**Requirements:**
Reproduce verbatim the rows between the line holding "segment: **sky**" and the line holding "[[0,197],[1,308],[462,308],[464,203]]", inclusive.

**Exercise data:**
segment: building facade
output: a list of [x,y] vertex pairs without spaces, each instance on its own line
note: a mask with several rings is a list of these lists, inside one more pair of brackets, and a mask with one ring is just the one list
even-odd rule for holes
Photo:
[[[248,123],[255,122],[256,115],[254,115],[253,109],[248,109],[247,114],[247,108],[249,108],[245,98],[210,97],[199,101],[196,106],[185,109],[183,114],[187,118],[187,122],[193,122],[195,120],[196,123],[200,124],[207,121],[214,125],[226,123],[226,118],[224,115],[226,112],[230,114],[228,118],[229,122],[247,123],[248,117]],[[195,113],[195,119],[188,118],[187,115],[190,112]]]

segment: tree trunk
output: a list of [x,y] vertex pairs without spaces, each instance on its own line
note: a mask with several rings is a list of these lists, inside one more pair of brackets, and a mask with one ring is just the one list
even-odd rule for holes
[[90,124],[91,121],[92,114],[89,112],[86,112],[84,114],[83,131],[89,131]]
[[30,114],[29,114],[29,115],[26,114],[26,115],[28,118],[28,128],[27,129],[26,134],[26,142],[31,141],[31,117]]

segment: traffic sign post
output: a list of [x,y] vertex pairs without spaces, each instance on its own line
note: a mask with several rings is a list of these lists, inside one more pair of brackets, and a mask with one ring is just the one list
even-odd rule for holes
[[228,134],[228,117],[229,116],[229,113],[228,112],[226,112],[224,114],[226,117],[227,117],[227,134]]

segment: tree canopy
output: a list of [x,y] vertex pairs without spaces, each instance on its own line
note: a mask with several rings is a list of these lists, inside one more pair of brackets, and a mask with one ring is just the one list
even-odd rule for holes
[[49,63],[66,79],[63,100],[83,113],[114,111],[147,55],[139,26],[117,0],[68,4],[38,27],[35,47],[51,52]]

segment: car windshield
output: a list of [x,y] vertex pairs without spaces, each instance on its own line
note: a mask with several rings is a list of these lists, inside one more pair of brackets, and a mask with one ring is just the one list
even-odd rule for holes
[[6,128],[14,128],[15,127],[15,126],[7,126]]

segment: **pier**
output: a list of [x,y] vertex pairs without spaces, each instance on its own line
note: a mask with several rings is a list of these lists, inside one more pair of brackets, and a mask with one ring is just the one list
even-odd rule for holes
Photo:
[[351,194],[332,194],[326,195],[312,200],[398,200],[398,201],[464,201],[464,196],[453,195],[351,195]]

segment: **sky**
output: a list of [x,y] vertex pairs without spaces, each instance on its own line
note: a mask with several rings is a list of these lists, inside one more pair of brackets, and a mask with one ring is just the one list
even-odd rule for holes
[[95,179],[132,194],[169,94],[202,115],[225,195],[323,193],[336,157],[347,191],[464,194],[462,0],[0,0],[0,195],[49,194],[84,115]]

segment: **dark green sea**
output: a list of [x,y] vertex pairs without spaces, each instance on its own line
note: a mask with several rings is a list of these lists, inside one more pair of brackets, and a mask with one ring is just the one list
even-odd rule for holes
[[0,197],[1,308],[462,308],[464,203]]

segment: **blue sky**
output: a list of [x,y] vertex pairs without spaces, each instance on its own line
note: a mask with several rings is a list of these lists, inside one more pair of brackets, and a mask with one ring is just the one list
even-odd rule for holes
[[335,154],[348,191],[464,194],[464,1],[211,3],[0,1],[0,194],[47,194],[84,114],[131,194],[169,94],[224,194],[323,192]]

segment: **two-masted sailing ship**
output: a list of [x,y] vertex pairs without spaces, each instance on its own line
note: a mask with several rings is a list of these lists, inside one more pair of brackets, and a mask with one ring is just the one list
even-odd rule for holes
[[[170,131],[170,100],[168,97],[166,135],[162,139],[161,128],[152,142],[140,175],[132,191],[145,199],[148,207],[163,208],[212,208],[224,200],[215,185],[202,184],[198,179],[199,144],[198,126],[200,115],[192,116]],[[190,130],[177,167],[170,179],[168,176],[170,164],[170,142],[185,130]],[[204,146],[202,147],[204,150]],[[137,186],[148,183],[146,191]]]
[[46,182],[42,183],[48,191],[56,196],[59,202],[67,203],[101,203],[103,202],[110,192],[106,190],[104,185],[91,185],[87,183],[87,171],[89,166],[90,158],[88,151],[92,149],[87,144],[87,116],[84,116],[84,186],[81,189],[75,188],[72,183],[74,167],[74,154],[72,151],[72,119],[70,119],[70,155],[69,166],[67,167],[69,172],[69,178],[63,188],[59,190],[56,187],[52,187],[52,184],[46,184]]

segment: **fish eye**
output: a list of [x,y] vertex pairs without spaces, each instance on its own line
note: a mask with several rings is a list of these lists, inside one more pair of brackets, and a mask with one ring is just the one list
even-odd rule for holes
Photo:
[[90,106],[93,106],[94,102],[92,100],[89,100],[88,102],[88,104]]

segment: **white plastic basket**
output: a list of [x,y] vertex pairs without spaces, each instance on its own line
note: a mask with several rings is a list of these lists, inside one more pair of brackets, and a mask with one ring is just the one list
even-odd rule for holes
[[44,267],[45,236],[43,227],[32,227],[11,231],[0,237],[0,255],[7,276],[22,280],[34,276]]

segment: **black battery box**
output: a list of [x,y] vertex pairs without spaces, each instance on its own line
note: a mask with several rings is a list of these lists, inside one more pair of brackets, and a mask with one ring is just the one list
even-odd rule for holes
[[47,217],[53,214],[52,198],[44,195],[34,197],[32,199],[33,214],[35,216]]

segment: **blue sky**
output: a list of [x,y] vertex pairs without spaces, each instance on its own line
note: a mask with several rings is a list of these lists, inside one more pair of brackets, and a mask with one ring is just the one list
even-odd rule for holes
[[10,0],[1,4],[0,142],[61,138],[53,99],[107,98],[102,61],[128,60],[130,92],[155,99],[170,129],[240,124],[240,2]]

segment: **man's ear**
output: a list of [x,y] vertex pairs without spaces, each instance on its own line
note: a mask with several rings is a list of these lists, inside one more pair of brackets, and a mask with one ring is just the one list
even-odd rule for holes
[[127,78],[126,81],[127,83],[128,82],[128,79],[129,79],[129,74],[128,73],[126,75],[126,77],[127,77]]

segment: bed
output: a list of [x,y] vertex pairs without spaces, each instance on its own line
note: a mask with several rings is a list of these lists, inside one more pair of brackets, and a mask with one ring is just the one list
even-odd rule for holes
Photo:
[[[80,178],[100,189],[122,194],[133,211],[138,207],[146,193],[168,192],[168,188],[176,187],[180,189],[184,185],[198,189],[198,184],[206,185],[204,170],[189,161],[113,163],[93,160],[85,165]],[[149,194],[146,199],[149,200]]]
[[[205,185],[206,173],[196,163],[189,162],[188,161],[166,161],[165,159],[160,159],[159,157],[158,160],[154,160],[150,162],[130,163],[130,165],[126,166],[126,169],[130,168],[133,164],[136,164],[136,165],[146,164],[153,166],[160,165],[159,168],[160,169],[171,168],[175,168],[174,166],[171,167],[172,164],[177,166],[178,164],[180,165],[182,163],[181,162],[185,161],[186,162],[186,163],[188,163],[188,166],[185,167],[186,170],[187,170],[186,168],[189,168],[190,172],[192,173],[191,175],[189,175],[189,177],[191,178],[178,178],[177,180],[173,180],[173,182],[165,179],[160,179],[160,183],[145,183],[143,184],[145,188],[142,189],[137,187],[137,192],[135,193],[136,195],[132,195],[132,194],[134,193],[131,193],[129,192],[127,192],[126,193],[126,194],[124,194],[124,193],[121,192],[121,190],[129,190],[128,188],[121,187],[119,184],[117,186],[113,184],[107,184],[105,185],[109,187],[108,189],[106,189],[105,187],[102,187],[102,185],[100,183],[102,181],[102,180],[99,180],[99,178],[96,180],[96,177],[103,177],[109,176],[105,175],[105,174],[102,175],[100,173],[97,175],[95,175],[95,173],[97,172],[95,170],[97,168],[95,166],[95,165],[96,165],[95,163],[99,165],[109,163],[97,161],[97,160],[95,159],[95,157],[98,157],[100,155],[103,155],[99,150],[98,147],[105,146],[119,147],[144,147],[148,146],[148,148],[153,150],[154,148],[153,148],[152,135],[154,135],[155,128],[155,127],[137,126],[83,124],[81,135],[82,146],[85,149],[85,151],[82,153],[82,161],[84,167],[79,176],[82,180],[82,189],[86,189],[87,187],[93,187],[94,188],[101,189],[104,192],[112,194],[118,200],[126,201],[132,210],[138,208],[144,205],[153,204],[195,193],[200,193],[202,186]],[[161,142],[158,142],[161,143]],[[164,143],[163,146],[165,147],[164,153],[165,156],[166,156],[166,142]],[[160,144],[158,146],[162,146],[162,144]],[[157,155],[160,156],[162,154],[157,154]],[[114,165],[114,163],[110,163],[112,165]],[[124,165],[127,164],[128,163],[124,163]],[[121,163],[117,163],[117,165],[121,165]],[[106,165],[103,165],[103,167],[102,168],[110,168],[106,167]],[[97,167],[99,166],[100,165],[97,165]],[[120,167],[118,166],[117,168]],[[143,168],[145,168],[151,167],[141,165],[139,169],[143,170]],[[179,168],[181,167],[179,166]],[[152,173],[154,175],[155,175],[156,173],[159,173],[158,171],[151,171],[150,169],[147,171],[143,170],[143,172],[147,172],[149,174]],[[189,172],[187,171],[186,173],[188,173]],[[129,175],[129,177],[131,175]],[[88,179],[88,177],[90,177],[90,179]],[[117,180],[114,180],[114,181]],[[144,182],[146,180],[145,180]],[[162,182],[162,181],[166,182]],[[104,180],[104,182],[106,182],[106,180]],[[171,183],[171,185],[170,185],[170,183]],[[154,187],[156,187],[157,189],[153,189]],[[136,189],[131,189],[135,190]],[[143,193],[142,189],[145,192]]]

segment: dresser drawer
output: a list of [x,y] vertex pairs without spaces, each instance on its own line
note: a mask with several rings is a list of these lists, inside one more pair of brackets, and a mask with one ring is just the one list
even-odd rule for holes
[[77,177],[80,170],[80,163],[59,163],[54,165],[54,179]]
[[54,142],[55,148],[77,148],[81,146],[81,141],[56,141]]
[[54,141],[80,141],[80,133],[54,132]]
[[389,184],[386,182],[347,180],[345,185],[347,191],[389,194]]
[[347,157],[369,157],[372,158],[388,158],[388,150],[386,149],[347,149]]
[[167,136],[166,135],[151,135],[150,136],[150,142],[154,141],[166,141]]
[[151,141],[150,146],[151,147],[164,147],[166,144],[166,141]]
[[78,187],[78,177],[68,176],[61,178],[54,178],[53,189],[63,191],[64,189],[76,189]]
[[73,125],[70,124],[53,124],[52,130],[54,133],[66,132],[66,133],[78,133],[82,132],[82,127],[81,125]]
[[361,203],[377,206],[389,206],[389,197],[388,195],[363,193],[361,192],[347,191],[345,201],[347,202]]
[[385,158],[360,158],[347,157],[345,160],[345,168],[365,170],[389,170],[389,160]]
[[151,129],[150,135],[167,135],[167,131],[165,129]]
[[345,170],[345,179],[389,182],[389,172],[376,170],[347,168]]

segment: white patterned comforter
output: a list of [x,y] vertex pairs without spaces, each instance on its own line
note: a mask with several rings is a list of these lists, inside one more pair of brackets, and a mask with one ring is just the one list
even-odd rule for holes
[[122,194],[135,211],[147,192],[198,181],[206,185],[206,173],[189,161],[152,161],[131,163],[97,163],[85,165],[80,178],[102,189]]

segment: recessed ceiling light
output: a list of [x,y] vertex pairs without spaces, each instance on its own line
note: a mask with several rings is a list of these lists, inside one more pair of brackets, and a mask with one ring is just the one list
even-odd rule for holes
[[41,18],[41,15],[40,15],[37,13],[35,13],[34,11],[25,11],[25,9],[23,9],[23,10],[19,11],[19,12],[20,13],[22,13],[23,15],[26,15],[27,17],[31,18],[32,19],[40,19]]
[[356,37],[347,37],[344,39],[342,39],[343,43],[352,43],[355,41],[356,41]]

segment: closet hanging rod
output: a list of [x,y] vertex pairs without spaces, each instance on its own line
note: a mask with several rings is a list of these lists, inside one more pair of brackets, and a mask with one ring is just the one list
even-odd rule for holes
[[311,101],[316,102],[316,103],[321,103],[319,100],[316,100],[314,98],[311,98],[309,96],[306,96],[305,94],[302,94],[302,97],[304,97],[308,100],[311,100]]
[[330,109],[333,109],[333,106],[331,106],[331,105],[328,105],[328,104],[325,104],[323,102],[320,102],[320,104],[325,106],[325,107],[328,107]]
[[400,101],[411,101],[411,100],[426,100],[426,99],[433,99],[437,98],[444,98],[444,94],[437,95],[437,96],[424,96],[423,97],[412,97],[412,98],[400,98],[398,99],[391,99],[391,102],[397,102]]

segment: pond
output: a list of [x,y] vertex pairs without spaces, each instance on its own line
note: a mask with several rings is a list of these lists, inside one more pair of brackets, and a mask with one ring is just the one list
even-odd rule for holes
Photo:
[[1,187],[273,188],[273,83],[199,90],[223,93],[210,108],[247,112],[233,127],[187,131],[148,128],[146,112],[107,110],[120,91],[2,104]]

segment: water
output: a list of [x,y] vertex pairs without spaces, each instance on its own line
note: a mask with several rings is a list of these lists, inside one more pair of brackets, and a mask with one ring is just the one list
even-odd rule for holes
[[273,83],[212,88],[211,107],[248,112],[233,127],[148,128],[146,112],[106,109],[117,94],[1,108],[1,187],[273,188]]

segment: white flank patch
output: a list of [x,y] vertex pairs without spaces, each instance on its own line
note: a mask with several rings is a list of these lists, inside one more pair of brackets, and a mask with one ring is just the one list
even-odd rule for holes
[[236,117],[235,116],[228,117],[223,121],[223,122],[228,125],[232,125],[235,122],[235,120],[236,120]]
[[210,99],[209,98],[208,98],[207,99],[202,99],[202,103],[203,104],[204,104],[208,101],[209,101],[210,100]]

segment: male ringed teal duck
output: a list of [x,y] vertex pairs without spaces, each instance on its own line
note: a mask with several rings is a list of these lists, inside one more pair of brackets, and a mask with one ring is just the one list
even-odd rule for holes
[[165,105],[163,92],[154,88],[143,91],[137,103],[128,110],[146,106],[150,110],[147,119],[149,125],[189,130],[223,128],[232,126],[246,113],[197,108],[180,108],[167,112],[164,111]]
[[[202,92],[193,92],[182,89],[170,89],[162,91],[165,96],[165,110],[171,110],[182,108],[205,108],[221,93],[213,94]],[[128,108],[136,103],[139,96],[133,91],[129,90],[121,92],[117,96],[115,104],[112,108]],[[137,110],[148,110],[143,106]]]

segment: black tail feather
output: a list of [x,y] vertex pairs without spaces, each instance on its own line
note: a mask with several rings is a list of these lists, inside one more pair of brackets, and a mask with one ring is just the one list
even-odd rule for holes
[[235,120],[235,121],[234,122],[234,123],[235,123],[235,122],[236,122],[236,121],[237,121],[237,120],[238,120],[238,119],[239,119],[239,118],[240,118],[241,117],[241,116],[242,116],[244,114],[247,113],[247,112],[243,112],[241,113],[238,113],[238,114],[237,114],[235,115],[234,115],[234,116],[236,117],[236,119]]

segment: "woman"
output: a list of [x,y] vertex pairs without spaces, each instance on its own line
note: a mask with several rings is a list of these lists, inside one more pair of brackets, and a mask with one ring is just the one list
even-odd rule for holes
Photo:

**Final answer:**
segment: **sky**
output: a list of [x,y] vertex pairs without spaces, each instance on its own line
note: a mask with several rings is a list of these lists, inside one more pair of brackets, and a mask with one ring is just the one list
even-odd rule for holes
[[95,179],[132,194],[169,94],[202,115],[225,195],[323,193],[336,157],[347,191],[464,194],[462,0],[0,0],[0,195],[49,194],[84,115]]

segment: **dark green sea**
output: a list of [x,y] vertex pairs without spaces, each instance on its own line
note: a mask with several rings is a list of these lists, inside one more pair of brackets, and a mask with one ring is just the one list
even-odd rule for holes
[[0,197],[1,308],[462,308],[464,203]]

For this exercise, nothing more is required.